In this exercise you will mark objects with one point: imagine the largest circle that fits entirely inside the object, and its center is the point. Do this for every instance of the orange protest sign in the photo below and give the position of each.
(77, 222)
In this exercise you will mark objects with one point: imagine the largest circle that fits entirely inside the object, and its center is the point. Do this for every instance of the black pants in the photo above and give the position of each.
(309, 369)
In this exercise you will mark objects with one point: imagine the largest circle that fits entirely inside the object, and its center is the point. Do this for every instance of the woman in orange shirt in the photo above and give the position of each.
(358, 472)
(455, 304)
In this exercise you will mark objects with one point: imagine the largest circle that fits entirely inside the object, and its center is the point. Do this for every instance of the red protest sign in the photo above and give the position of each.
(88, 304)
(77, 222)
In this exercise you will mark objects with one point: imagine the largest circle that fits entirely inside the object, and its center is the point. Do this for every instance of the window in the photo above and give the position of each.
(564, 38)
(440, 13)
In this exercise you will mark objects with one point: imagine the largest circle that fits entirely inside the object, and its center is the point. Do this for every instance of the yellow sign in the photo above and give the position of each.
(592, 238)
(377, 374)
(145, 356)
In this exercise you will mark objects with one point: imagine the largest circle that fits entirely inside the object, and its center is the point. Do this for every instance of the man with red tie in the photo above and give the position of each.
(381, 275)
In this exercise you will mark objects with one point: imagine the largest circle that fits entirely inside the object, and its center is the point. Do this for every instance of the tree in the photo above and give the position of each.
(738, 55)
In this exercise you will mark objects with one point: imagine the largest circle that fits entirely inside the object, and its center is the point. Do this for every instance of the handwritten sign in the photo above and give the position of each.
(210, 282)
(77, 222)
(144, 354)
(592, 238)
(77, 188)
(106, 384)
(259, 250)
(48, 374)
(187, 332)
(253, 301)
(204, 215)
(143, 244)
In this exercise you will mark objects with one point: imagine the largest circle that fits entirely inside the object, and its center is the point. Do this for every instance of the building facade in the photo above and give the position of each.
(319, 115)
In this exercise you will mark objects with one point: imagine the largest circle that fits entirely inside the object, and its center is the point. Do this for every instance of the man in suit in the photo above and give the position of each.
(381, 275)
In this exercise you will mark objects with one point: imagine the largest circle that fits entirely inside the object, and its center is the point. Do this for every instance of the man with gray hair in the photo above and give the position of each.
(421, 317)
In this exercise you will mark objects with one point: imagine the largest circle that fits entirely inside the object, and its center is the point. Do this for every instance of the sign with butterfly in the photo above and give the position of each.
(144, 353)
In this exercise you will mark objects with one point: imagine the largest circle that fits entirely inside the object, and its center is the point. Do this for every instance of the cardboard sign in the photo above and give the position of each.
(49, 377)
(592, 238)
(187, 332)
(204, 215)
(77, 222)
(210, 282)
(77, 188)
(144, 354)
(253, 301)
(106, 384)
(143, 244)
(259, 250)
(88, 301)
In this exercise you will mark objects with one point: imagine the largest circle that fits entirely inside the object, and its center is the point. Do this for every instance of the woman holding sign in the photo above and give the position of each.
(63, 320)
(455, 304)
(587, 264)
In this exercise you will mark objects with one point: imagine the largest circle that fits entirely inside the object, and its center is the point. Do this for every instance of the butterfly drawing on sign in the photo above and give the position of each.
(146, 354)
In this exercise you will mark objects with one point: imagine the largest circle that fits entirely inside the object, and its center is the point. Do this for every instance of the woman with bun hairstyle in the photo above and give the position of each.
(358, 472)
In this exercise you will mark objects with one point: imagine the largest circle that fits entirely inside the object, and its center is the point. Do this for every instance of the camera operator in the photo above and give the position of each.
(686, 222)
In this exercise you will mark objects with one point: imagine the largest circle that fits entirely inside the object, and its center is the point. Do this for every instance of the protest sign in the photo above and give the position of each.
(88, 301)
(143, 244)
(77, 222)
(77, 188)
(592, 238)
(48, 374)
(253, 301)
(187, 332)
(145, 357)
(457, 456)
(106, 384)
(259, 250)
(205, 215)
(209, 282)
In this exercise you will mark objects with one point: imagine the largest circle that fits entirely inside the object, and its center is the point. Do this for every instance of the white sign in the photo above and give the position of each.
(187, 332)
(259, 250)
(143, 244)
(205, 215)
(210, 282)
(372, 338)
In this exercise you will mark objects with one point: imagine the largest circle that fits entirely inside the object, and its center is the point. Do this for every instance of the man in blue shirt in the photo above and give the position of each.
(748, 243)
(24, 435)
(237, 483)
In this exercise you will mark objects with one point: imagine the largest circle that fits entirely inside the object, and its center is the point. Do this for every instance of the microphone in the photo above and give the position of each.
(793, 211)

*Goal of the exercise*. Return the listing. Match it exactly.

*Response area*.
In this exercise you will mark objects with one point: imagine the largest circle that fits entirely inside the object, and its center is the point. Do this for every instance of the orange protest sign in the photo below and give the position of each.
(77, 222)
In this exercise you will mark objects with one point: imagine the largest circle that fits entirely inside the object, and its center is the point. Do this for every instance of the black pants in the photo above and give the position of each.
(309, 369)
In this exercise you will mark objects with one point: imagine the largest circle that fits entirely inside the object, and its center is the point. Do this for every instance of the woman in orange shirt in the photo above and give the position of each.
(358, 472)
(455, 304)
In this exercise you will mark objects with one point: imagine the largest circle that fits entirely inside the object, and its center is the point. Do this for every instance of the red protest sign in the photo above and give the position of each.
(88, 304)
(77, 222)
In this exercise you will mark objects with one point: imagine the largest circle that fits entirely inside the object, and its center is the point. Do this for every instance of the window in the photo above and give the position of each.
(564, 38)
(440, 13)
In this exercise you will mark objects with one point: imagine the largest circle that fits entirely inside the object, and its center is the point. Do this for every instance of the yellow sign in the photo above and give the position of each.
(592, 238)
(377, 374)
(145, 356)
In this exercise you will mark objects with one point: imagine the largest circle that fits entirely inside the object, and its center is the point. Do this for every instance of the man with red tie in the photo above and give the position of each.
(381, 275)
In this exercise you will mark objects with one point: imagine the largest circle that fits entirely inside the object, and its center is the point. Do this for every instance of the tree in the photo above and give the position of each.
(738, 55)
In this exercise you will mark objects with one point: imagine the largest circle that fits entirely inside the object, and its center is the point. Do this for every instance of the handwritten sign in the photo above and give the position of each.
(210, 282)
(77, 222)
(144, 354)
(592, 238)
(77, 188)
(106, 384)
(259, 250)
(48, 374)
(187, 332)
(253, 301)
(204, 215)
(143, 244)
In this exercise you will mark objects with one point: imagine the largest circle that fits entirely inside the object, and its center is the point. Do this for every instance of the building facade in the photo above and give the position of each.
(319, 115)
In this exercise you will mark objects with one point: imagine the largest circle that fits entirely inside the object, and its center is the point. Do this for every instance of the man in suit in the photo above and give the position of each.
(381, 275)
In this exercise you will mark objects with one point: imagine the largest circle that fits entirely inside the object, and its center is the point. Do this for every instance of the man with gray hair in the photo above and give the position of each.
(421, 317)
In this exercise you will mark objects with one point: imagine the largest circle that fits entirely inside the object, and its center is the point. Do this for every instance of the sign with butterfly in the photo above and give the position of each.
(144, 353)
In this exercise you will mark objects with one point: imagine the largest circle that fits entirely inside the object, and its center is the point. Do this for every instance of the cardboard sign in the photo above and give the position of each.
(49, 377)
(592, 238)
(187, 332)
(204, 215)
(77, 222)
(210, 282)
(77, 188)
(144, 354)
(253, 301)
(106, 384)
(143, 244)
(259, 250)
(88, 301)
In this exercise you will mark objects with one point: imagine the largest circle that fits entirely inside the object, and its center is the point. Do this for every instance of the woman holding sign in the photo above and give the position of each.
(63, 320)
(455, 304)
(587, 264)
In this exercise you will mark objects with one point: imagine the largest circle that fits entirely inside the object, and its center is the point. Do this for every instance of the butterfly drawing on sign in the photo above and give the position of each.
(146, 354)
In this exercise you will mark objects with one point: imagine the largest circle that fits entirely inside the object, and its center is the point. Do this for every instance of the woman with bun hairstyle in the photo above and give the position of each.
(358, 472)
In this exercise you will mark objects with one point: imagine the largest circle that fits entirely inside the object, and its center is the point. Do this for every instance of the camera operator in the photo above and give the position of each.
(686, 222)
In this exercise you will mark objects with one point: imagine the largest circle that fits entirely inside the object, and its center is the point. Do this for every instance of the protest sign in the photo above and give the position of each.
(88, 301)
(143, 244)
(77, 222)
(77, 188)
(592, 238)
(48, 374)
(253, 301)
(187, 332)
(145, 357)
(457, 456)
(106, 384)
(259, 250)
(205, 215)
(209, 282)
In this exercise you will mark objects with one point: imagine the largest circle that fits entirely inside the object, and its center is the point. Do this for every instance of the white sign in the photo above and give the position of each.
(187, 332)
(259, 250)
(143, 244)
(205, 215)
(210, 282)
(372, 338)
In this exercise you will mark objects with one point: imagine the largest circle that fits entirely inside the object, and its center is the point. Do this for every instance of the man in blue shirt in the photo above and give the position of each.
(748, 243)
(24, 435)
(237, 483)
In this exercise you will mark objects with one point: imagine the largest circle that fits entirely inside the object, and its center is the point. Do this for every instance of the microphone in the photo above and give the position of each.
(793, 211)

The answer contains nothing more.